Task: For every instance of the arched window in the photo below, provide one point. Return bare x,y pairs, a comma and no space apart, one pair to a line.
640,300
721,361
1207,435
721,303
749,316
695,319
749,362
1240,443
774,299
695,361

==

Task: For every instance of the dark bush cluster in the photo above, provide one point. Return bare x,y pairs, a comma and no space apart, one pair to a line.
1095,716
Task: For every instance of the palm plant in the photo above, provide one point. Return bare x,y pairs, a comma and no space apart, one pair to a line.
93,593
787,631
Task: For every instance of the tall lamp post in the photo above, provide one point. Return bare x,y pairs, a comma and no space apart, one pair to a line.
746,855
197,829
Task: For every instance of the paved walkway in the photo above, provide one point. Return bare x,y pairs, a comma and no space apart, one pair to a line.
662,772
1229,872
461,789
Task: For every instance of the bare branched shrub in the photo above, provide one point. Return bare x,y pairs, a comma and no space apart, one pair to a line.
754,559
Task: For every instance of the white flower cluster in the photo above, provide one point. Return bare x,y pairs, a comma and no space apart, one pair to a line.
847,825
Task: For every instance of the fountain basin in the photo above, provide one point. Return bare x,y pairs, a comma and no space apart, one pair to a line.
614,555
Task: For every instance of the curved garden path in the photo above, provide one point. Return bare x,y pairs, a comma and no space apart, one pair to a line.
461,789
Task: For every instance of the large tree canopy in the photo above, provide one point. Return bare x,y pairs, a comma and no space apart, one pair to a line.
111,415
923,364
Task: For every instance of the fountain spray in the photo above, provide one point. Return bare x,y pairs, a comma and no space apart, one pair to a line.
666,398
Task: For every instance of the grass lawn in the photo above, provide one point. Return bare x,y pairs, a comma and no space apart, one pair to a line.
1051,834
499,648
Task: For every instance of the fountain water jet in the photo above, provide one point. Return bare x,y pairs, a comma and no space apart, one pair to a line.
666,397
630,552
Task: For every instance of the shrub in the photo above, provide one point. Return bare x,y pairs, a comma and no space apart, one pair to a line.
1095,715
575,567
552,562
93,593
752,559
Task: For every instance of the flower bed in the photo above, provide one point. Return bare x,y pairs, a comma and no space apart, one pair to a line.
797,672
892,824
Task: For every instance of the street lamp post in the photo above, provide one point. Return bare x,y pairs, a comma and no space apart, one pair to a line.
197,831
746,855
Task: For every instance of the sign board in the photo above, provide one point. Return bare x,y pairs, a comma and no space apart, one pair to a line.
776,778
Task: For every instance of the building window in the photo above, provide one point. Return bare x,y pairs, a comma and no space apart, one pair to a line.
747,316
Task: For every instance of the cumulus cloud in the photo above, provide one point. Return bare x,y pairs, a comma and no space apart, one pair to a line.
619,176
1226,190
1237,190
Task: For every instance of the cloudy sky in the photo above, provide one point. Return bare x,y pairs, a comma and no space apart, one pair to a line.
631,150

---

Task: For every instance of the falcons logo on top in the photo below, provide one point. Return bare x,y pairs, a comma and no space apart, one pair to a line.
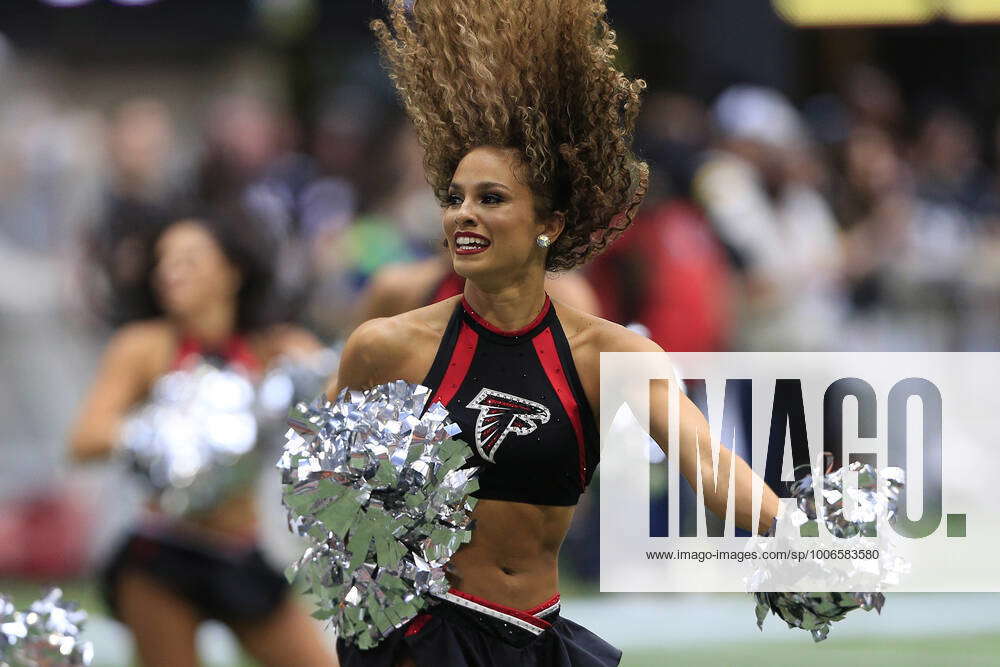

§ Énoncé du problème: Sélectionnez et recopiez chacune des lignes ci-dessus où figure le mot « below ».

§ Réponse complète:
Task: For every instance of the arched window in the photo below, provide one point. Return bare x,y pairs, a comma and no space apart, one pair to a line.
Task: For every instance of the falcons logo on top in the photo below, provide one point. Return bare x,y pairs, a comma and no space apart, one pair to a line.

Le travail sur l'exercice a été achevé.